▸ **TASK STATEMENT**
Print the records exactly. Miss nothing.

* * * * * * * * *

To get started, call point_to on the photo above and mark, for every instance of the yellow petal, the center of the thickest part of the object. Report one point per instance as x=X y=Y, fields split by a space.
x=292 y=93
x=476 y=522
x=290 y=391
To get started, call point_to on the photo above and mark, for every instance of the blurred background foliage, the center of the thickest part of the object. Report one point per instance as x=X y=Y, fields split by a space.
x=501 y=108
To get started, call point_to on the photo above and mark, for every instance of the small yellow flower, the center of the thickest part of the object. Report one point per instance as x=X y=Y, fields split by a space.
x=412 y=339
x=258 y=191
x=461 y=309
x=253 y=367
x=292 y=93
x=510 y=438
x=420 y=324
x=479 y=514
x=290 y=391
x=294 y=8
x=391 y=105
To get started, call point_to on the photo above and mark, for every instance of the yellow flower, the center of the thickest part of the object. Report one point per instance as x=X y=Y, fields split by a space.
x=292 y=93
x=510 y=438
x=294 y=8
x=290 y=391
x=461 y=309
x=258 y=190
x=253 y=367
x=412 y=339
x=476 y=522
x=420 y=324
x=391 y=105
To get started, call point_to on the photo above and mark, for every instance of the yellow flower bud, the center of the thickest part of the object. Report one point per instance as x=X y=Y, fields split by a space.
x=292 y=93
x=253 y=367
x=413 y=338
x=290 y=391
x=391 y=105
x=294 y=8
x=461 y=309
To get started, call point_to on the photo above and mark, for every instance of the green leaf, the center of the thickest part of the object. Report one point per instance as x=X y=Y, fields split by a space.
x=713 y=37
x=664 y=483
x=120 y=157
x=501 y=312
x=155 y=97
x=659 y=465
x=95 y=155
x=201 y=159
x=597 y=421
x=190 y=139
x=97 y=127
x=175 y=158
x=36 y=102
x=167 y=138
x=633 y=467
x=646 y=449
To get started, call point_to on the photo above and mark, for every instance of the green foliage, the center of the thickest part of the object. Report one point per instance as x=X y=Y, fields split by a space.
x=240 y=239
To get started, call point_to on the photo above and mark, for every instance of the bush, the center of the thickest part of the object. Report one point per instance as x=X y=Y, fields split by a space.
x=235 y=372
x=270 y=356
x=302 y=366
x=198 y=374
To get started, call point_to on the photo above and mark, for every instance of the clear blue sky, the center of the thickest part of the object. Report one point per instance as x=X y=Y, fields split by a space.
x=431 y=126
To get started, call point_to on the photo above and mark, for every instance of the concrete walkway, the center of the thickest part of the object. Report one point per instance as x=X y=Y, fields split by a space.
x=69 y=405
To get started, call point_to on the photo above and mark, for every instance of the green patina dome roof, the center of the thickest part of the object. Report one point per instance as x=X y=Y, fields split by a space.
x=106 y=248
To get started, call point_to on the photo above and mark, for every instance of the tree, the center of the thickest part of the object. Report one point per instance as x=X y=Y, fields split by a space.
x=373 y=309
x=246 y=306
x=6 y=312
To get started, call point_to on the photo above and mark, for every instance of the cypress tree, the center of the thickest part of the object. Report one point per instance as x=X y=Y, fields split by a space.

* * * * * * * * *

▸ **FINISHED TASK**
To get started, call point_to on the photo above and mark, for every instance of the yellow petal, the center of the thickest part of the object. Report one point per instance as x=X y=Y, fields split by a space.
x=292 y=93
x=476 y=522
x=290 y=391
To get started, call point_to on the photo above and mark, for every instance of the blurred background foliage, the center of the thickest part of the object. Report one point per instance as x=X y=Y, fields split by a space.
x=501 y=108
To get started, call point_to on the photo above and mark, for every instance of the small yellow flower, the center of the thickest part of the object. Report one point per instance as x=X y=Y, fields split by a space.
x=412 y=339
x=258 y=191
x=461 y=309
x=253 y=367
x=292 y=93
x=510 y=438
x=420 y=324
x=479 y=514
x=290 y=391
x=294 y=8
x=391 y=105
To get started, call point_to on the photo above and mark, for every instance of the yellow flower, the center of the thickest part of the object. Report one point per instance as x=X y=Y, fields split by a space.
x=292 y=93
x=510 y=438
x=294 y=8
x=290 y=391
x=461 y=309
x=258 y=190
x=253 y=367
x=412 y=339
x=476 y=522
x=420 y=324
x=391 y=105
To get started, call point_to on the photo above and mark, for every instance of the yellow flower bud, the center of the thickest part of the object. Report one point per instance as x=X y=Y, fields split by a space.
x=292 y=93
x=253 y=367
x=413 y=338
x=290 y=391
x=391 y=105
x=294 y=8
x=461 y=309
To get started, call point_to on the photo above and mark, for every instance of the green leaf, the center of the thickest part of the object. Report one point per instance as x=X y=Y, fields split by a space.
x=713 y=37
x=664 y=483
x=120 y=157
x=501 y=312
x=155 y=97
x=659 y=465
x=95 y=155
x=201 y=159
x=597 y=421
x=190 y=139
x=97 y=127
x=175 y=158
x=36 y=102
x=167 y=138
x=633 y=467
x=646 y=449
To get started, call point_to on the photo above and mark, for every instance of the green foliage, the center of the thickest part of the object. Report one point per instance as x=X y=Y, fields split by a space.
x=240 y=239
To get started, call point_to on the photo above and mark, for every instance of the bush, the center of the thickest part of the object. Report one point per instance as x=X y=Y, fields split by a space.
x=235 y=372
x=270 y=356
x=302 y=366
x=198 y=374
To get started, call point_to on the photo above and mark, for every instance of the clear blue sky, the center of the thickest part of the object. Report one point per instance as x=X y=Y, fields split by a space.
x=431 y=126
To get started, call point_to on the photo above and mark, for every instance of the concrete walkway, the center of the thickest part of the object. Report one point per instance as x=X y=Y, fields split by a space.
x=69 y=405
To get started, call point_to on the photo above and mark, for every instance of the green patina dome roof, the center of the thickest part of the object. Report one point per instance as x=X y=Y, fields split by a space.
x=106 y=248
To get started, call point_to on the photo above and mark, for every instance of the tree, the center of the thickest part of the object. Report one point per instance as x=X y=Y, fields split by a space.
x=373 y=309
x=246 y=306
x=6 y=312
To get started, call point_to on the photo above and mark, for every instance of the cypress tree, the center of the thickest part of the object. Report one point per instance as x=X y=Y, fields split by a space.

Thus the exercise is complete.